> _Short exercise_
Carry over the lines from the one with "Where can you see the bus with" through the last line, requests included, and add 99 to every coordinate in the answers. Leave the pictures out.

Image location labeling entries
## BEGIN
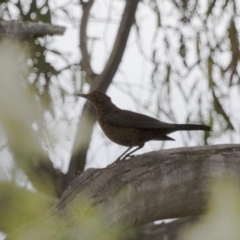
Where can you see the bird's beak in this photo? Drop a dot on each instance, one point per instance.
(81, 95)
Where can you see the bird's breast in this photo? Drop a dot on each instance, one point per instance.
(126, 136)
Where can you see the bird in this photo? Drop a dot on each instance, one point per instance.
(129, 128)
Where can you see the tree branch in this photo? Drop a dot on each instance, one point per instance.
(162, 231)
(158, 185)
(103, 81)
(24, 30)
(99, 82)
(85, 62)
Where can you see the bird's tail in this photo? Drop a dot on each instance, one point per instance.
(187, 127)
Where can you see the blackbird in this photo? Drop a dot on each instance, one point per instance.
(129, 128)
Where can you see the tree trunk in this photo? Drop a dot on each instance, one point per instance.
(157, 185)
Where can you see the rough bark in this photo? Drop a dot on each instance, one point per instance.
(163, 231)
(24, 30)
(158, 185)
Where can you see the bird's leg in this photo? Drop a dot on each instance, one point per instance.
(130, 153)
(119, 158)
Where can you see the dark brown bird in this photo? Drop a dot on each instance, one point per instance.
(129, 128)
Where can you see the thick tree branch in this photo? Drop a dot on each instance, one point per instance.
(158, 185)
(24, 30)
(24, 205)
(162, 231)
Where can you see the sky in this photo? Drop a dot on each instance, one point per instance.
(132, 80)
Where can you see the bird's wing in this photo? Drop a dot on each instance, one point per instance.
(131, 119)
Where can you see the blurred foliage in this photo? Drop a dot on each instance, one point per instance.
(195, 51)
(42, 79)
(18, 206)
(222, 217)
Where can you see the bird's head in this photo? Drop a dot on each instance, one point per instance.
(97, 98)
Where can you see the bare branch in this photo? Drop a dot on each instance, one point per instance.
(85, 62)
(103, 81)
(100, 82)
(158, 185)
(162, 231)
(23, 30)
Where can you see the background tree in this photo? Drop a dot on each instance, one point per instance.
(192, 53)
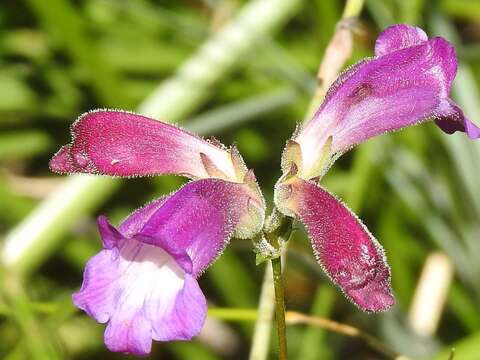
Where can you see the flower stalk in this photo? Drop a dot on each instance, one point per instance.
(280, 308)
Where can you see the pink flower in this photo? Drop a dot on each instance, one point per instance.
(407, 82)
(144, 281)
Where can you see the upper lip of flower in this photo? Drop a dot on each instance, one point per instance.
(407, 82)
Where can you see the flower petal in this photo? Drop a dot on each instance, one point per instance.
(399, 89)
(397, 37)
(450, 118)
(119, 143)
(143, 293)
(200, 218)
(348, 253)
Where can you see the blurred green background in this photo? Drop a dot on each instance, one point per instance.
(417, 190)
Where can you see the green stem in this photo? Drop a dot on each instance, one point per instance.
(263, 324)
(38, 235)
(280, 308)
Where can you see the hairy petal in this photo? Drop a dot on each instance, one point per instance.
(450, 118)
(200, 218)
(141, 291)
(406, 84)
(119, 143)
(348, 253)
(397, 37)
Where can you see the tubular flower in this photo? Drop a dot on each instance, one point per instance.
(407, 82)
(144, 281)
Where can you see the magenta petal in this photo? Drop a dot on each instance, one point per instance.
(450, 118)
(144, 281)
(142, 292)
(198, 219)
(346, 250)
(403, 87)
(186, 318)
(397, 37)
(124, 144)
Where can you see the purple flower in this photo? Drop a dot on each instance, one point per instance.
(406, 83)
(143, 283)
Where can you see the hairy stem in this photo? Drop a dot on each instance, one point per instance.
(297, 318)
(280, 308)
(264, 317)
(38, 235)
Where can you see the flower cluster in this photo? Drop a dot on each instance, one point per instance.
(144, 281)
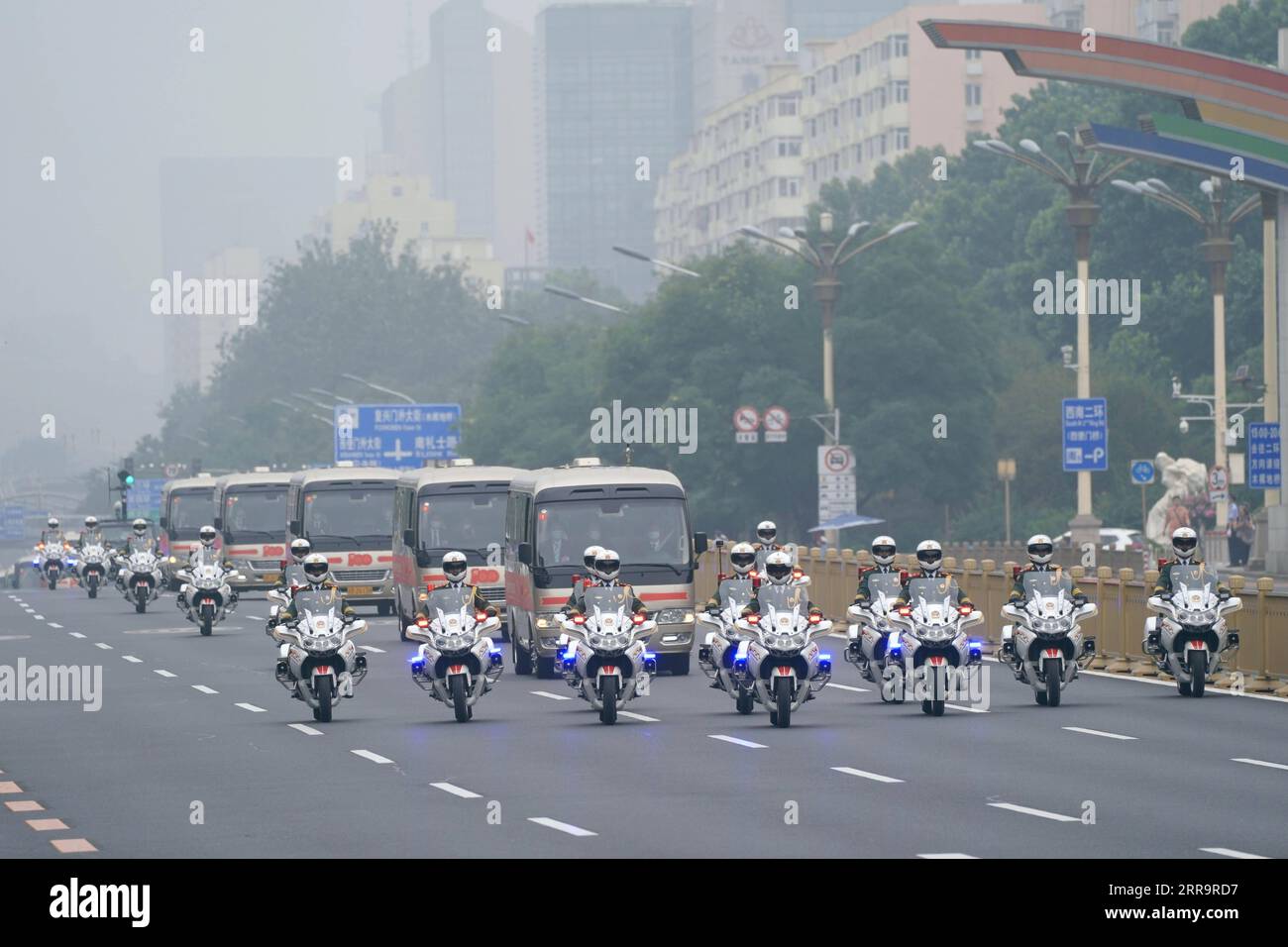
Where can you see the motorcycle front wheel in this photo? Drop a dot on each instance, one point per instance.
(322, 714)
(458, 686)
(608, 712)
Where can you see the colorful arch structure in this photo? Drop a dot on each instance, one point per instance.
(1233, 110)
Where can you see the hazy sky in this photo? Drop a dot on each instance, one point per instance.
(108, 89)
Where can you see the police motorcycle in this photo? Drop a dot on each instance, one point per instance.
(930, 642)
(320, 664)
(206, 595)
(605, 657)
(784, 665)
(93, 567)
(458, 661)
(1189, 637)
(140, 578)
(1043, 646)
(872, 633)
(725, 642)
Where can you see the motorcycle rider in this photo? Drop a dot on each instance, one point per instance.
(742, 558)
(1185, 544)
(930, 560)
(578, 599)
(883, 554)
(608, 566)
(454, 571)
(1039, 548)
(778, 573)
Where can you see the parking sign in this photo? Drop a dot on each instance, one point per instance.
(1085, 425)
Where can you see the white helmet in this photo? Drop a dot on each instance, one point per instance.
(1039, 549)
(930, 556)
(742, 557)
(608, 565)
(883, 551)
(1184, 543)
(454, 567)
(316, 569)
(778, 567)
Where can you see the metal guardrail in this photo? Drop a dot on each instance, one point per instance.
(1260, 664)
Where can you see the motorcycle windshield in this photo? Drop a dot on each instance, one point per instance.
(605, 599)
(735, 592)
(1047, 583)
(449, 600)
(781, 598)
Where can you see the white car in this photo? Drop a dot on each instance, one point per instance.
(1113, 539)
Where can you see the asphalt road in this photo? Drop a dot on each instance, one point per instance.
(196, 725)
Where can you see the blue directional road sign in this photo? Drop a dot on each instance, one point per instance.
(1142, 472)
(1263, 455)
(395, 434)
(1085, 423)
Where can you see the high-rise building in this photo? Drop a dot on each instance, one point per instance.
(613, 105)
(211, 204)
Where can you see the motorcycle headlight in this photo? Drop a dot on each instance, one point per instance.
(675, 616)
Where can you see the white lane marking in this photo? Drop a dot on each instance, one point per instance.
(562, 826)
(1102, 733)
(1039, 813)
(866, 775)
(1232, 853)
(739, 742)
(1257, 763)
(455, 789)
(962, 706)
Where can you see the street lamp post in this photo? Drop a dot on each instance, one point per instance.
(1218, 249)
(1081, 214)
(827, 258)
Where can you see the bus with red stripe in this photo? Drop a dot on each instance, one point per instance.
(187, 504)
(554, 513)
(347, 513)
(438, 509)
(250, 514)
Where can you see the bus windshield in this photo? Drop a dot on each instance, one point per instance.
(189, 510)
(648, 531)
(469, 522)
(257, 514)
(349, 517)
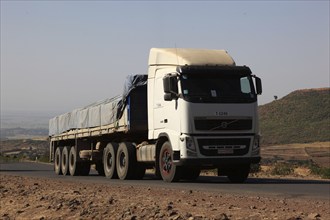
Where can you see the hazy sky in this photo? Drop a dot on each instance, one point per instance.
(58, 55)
## END
> _Solution for this task_
Where can you see the bus with red stripe in this photo? Drop a dot on each instance, one point per instance.
(286, 603)
(653, 612)
(446, 612)
(537, 608)
(349, 613)
Where can you see the bus windshield in this photo? Drop a dot on each instance, one point per instance.
(288, 609)
(747, 630)
(568, 621)
(356, 613)
(448, 616)
Where can you see the hazy sky in this photo? Drop a dot on each instance, one point per instance.
(157, 154)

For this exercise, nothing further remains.